PROBLEM TO SOLVE:
The records appear below. Set down exactly each line from the one that contains "Would you kindly indicate the black throat" through the last, both included.

Region pointing data:

--- START ---

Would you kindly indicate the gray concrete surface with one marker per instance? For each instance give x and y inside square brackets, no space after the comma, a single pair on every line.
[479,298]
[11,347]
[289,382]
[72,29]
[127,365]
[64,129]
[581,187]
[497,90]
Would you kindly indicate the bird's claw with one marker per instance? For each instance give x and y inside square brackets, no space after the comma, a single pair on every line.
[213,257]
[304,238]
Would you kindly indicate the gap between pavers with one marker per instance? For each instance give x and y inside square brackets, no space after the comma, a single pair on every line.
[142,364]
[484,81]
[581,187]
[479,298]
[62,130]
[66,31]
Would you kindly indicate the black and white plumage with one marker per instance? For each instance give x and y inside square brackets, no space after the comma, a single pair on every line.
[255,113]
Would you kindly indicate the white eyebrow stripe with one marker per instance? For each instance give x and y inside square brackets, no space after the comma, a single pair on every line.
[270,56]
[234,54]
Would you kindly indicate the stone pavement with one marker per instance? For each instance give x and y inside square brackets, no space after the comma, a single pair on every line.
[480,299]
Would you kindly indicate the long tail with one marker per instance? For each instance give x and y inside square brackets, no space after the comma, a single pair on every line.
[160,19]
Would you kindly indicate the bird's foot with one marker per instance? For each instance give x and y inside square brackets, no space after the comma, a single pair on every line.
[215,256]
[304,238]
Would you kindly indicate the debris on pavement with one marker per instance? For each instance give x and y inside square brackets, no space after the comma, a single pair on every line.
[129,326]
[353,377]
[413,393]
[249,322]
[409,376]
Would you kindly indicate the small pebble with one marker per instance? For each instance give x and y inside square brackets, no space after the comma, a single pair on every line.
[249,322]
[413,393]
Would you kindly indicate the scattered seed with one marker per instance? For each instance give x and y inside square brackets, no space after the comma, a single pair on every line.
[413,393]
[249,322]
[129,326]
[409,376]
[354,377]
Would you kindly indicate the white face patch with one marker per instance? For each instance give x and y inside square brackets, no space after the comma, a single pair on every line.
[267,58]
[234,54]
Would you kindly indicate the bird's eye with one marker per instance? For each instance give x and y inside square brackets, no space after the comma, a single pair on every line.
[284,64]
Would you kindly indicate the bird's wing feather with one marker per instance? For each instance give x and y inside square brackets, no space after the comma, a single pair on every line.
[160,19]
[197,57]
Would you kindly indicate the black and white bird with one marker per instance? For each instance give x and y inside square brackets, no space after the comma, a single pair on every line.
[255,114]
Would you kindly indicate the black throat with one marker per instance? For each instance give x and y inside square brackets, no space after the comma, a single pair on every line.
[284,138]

--- END ---

RESPONSE FOR THIS EXERCISE:
Would you kindly indicate the black throat with one marker per instance? For each instance give x and y inside square brackets, no space after the comma, a single pair on every line.
[284,138]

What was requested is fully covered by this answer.